Instructions to follow
Transcribe every record verbatim; no pictures.

Data

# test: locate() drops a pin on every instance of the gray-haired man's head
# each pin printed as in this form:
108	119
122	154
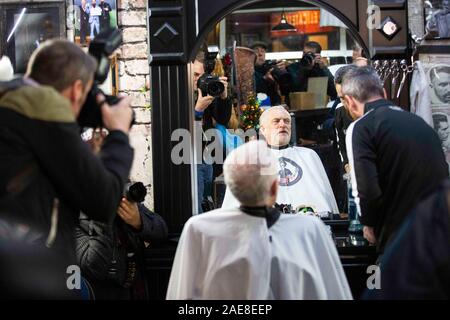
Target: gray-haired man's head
359	86
250	173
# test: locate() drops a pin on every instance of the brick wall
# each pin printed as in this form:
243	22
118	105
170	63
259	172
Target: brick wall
133	80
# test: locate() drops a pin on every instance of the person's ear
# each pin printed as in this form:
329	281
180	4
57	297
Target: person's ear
77	91
351	105
262	131
274	188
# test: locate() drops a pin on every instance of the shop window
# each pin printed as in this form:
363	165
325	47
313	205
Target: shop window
24	26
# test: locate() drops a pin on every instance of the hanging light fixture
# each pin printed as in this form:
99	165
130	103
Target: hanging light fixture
284	25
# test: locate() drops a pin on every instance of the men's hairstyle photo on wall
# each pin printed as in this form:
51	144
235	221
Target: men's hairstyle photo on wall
92	17
437	19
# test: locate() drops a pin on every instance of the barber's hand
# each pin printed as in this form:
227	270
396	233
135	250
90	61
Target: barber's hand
282	65
224	94
129	213
203	102
369	234
268	76
119	116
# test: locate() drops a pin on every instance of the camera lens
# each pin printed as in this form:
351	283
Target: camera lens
215	88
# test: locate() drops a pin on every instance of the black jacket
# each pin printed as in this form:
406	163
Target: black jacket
106	253
218	111
342	121
47	170
416	264
396	160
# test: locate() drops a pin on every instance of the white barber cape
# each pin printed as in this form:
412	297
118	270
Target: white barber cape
302	181
228	254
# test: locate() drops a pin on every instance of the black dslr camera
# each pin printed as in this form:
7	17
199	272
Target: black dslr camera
282	77
209	84
104	44
135	192
307	59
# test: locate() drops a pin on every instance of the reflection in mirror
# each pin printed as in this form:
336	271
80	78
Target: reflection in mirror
288	57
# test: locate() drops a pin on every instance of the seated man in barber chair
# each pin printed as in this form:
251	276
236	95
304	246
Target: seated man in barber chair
304	181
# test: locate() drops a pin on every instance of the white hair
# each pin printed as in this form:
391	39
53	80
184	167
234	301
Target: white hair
265	115
6	69
249	172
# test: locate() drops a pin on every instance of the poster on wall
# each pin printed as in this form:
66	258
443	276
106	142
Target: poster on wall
92	17
437	69
437	19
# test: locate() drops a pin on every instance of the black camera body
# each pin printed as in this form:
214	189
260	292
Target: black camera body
282	77
135	192
210	85
307	59
207	83
101	48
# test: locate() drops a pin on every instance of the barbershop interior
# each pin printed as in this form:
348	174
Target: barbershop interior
249	150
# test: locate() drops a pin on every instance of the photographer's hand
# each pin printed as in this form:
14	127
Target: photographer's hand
118	117
318	60
282	65
225	84
268	76
203	102
129	213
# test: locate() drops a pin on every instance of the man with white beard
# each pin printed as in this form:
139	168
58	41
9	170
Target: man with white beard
252	251
303	181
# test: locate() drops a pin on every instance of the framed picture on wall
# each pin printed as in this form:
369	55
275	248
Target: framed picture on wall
111	84
91	17
437	19
23	26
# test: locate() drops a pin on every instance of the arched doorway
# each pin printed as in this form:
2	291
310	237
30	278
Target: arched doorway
176	31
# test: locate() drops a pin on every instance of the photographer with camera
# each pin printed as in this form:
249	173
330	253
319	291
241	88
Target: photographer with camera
311	65
111	255
47	173
213	106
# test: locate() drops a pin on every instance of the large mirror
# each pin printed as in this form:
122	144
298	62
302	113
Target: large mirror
272	56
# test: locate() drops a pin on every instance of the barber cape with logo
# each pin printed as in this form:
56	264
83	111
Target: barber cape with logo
302	181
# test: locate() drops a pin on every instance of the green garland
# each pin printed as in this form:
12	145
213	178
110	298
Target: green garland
250	114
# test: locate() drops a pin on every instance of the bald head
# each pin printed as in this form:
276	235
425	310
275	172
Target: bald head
250	173
275	126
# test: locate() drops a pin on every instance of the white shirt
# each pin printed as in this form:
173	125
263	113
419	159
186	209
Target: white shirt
228	254
303	181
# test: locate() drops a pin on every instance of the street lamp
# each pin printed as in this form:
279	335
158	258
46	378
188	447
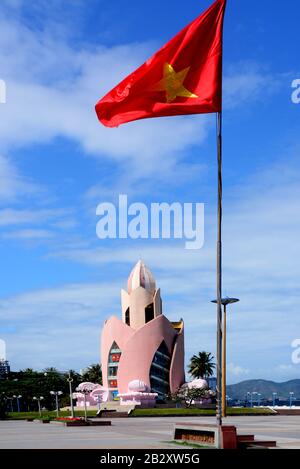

Problem solution
# test: locate() drops a pin on every instance of the gray-haired man's head
# each pin printed as in this form:
108	119
122	154
Target: gray-haired man's head
359	86
250	173
# test: locate() drops a pin on every instance of the brick wall
# each pin printed as in this form:
243	22
118	105
170	63
259	172
Target: brick wall
133	80
# test: locate() drops a pin on every instance of the person's ear
# each pin printed as in this form:
329	281
180	4
57	297
Target: person's ear
77	91
351	105
262	131
274	188
# test: locate() drops a pin on every instance of the shop window
# each pin printed as in this form:
363	165
325	47
313	205
Target: shop window
24	26
# test: locate() drops a pin on every instance of the hanging light fixture
# each pin printed as in this form:
99	165
130	103
Target: hanging light fixture
284	25
# test: locate() drops a pin on every instance of the men's hairstyle photo on wall
# each pin printed as in this form:
51	144
235	221
Target: men's hairstyle photo on wall
92	17
437	19
# test: locate() drops a pin on every instance of the barber's hand
# each pin printed as in this form:
227	270
396	233
135	250
90	61
Target: barber's hand
282	65
224	94
129	213
203	102
369	234
268	76
119	116
# test: locate() drops a pin on every instance of the camera lens
# each pin printed as in this form:
351	283
Target: camera lens
215	88
# test: locate() drops a pin on every instance of the black jacket
# each pin printed as in this form:
406	163
Target: black jacket
106	253
218	111
342	121
47	170
416	264
396	160
# test: locate() drops a pin on every instance of the white barber cape
# each pin printed as in this form:
412	297
118	270
Target: white barber cape
302	181
228	254
# test: locate() drops a pin on every instance of the black dslr camera
# each pin printed as in this form:
7	17
199	272
Target: black dslr camera
282	77
209	84
104	44
135	192
307	59
# test: locate() drops a pin on every instance of the reflection in mirror
# each pin printed as in this form:
336	271
80	78
Target: reflection in mirror
288	57
# test: locate() drops a pin on every instance of the seated man in barber chair
# each pin printed as in this form:
251	276
236	95
304	246
Target: seated man in barber chair
304	181
# test: locate() drops a pin on every instance of the white hair
# each pin printed as in this form:
391	39
53	80
184	167
234	301
Target: white hair
265	115
6	69
249	172
# test: locate() drops a pin on every instance of the poster on wall
# each pin printed as in this form:
66	258
443	276
106	142
Target: poster on wall
92	17
437	69
437	19
# test: locate() drops a pin on every instance of the black camera body
# each pin printed as in this form:
214	189
260	292
Target: black camera body
282	77
135	192
210	85
307	59
207	83
101	48
# test: locate() drops a pin on every instance of the barbershop interior
# each pin printed as in this form:
348	174
Target: barbershop interior
249	150
# test: locate() drops a pin on every instance of the photographer's hand
# each pin printed as in this form:
14	127
Target: photographer's hand
118	117
318	60
282	65
225	84
268	76
203	102
129	213
# test: locate() drops a pin on every instance of the man with white beard
# each pin printed as in this form:
139	168
58	41
9	170
Target: man with white beard
252	251
303	181
# test: locate() drops a pin on every instance of the framed picture on wall
# each pin printed as in this form:
369	55
275	248
Target: framed picture on wall
111	84
91	17
437	19
23	26
# test: locate() drops a pin on every instance of the arched doorway
# each pin printed as in this form:
2	291
310	237
30	278
Target: arched doorway
176	31
# test: locate() drops a pin on every instance of the photographer with camera
# each pin printed as in this form:
249	173
330	253
319	291
241	88
Target: photographer with camera
311	65
111	255
47	173
213	106
# test: locate() drops a pin on every instance of the large mirror
# each pin printed as in this form:
122	144
298	62
302	113
Target: large mirror
272	56
# test: locate() drops a pin on every instance of the barber cape with logo
# each pin printed as in this form:
56	264
83	111
Target: barber cape with logo
302	181
# test: locate() drops a pin on every instance of the green garland
# each pin printed as in this form:
12	145
213	178
110	298
Target: green garland
250	114
# test: locate() drops a pin on every instance of the bald head
# each pin printed as in this form:
276	235
425	310
275	172
Target: bald head
250	173
275	126
# test: locate() drops a pin on every instance of the white shirt
# each pin printed as in this form:
173	125
263	113
419	159
186	209
Target: white shirt
228	254
303	181
# test: locate() drops a pin on every instance of the street lamp
# each pin printed as in this form:
279	335
158	258
46	378
188	447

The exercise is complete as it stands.